PROBLEM: Using the data that follows, give the number of lines where the string "below" occurs, and nothing else.

* * * * *

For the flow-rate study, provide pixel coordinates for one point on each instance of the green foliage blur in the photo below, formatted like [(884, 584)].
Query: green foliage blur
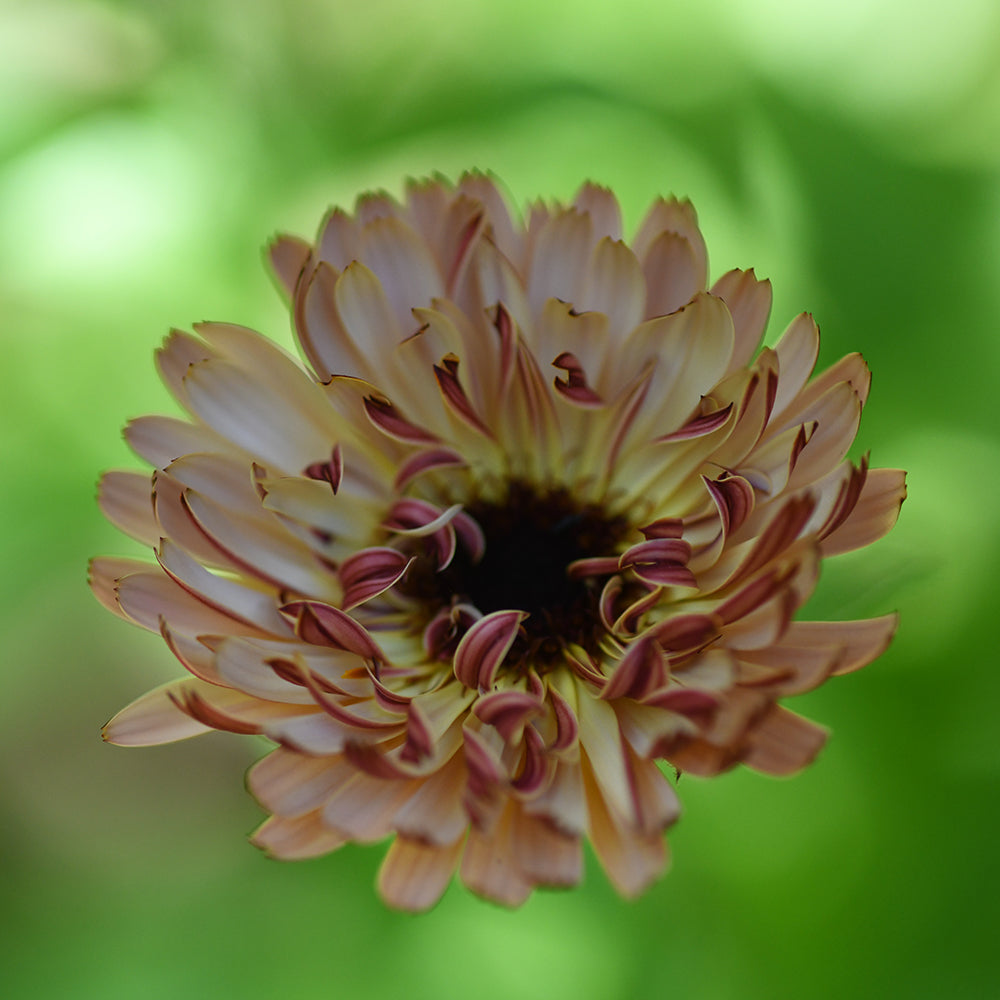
[(847, 150)]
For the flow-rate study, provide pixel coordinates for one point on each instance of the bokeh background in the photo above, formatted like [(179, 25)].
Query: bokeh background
[(847, 149)]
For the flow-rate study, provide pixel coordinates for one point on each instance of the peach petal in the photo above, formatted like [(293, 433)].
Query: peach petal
[(782, 742), (489, 864), (749, 302), (415, 875), (672, 272), (125, 499), (874, 514), (483, 648), (288, 256), (297, 838)]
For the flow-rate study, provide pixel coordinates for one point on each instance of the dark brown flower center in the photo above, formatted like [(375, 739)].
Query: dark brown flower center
[(532, 537)]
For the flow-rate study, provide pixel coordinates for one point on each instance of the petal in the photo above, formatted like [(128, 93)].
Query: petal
[(296, 839), (749, 303), (415, 875)]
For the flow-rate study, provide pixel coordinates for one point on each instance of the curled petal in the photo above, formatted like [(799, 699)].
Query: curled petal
[(484, 647), (371, 572), (328, 626)]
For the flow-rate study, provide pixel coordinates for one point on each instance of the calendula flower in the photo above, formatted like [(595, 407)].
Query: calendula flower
[(529, 531)]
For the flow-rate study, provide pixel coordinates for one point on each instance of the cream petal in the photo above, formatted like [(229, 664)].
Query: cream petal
[(288, 256), (857, 643), (602, 206), (265, 551), (562, 803), (657, 804), (601, 742), (545, 855), (837, 415), (633, 861), (497, 281), (103, 575), (231, 597), (508, 239), (560, 259), (434, 814), (797, 351), (369, 318), (287, 434), (180, 351), (324, 339), (339, 237), (873, 516), (245, 664), (364, 807), (125, 499), (672, 274), (404, 267), (749, 302), (178, 524), (414, 875), (162, 440), (490, 863), (690, 348), (613, 284), (151, 596), (153, 719), (674, 216)]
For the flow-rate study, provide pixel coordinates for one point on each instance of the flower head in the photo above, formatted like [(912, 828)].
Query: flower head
[(535, 521)]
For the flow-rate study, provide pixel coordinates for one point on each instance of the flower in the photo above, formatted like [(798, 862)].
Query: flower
[(536, 521)]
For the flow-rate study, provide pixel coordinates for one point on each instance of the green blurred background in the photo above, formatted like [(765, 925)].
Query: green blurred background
[(848, 150)]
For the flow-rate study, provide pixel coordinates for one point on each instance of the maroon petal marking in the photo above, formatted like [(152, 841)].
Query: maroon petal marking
[(628, 621), (643, 669), (419, 737), (371, 572), (609, 596), (454, 395), (390, 421), (699, 426), (585, 669), (684, 633), (508, 712), (323, 625), (777, 536), (504, 326), (660, 561), (595, 566), (445, 630), (847, 498), (484, 646), (387, 698), (470, 534), (698, 706), (665, 527), (467, 240), (734, 498), (486, 778), (575, 387), (424, 461), (536, 765), (191, 703), (419, 518), (754, 594), (372, 760), (341, 713), (567, 728), (331, 471)]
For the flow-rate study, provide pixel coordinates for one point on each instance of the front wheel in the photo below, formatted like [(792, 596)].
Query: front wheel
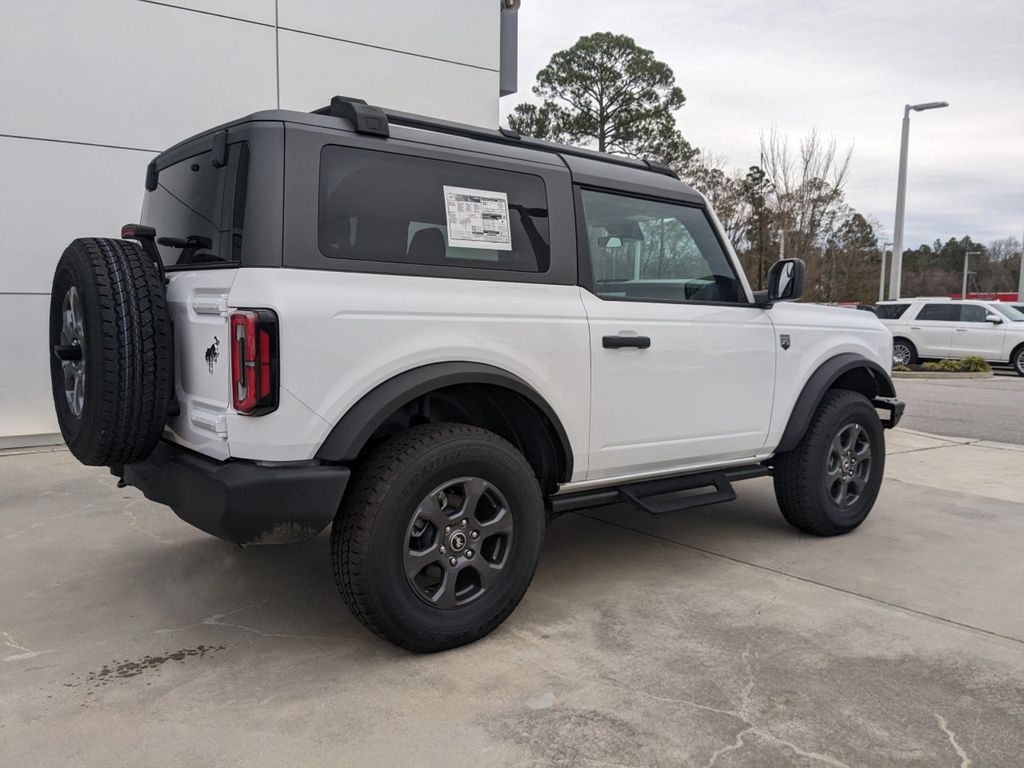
[(1017, 359), (827, 484), (438, 538)]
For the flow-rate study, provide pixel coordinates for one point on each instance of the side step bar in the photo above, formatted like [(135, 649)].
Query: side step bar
[(665, 494)]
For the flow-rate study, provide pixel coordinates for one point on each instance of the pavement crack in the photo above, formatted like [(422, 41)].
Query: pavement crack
[(10, 642), (214, 621), (736, 744), (805, 580), (965, 760)]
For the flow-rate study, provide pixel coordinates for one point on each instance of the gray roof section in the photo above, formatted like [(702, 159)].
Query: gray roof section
[(588, 167)]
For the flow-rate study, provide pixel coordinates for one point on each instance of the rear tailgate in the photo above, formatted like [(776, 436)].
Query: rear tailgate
[(198, 303)]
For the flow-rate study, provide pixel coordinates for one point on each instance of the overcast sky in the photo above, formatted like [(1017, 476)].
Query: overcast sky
[(847, 68)]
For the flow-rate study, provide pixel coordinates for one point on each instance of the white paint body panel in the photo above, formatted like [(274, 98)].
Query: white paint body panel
[(816, 334), (702, 391), (715, 389), (344, 333), (185, 66), (198, 305)]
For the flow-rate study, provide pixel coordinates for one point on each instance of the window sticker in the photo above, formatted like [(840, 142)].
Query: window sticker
[(477, 218)]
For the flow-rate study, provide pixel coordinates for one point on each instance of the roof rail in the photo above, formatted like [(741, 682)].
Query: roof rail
[(366, 120)]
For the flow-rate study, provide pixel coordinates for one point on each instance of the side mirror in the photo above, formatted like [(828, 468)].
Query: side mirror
[(785, 280)]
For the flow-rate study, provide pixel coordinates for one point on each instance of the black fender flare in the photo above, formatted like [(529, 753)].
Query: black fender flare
[(355, 428), (820, 382)]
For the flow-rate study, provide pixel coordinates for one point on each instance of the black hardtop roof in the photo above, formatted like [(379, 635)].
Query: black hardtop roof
[(587, 166)]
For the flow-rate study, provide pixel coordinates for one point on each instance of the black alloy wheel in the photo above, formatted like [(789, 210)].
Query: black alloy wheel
[(458, 542)]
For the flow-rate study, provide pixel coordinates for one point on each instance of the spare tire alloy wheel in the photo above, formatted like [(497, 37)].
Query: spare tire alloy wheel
[(71, 351), (110, 351), (458, 542)]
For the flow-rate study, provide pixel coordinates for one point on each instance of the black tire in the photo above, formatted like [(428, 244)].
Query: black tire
[(124, 342), (908, 357), (372, 535), (1017, 359), (804, 487)]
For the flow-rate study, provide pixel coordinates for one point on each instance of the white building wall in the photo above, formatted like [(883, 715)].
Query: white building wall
[(89, 91)]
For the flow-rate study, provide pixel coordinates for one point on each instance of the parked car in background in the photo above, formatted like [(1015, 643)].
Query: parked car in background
[(951, 329), (436, 337)]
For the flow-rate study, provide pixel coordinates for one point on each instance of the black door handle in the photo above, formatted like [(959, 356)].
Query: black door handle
[(617, 342)]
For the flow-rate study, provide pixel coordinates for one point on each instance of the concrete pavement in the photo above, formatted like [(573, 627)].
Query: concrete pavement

* * * * *

YOUR RESPONSE: 2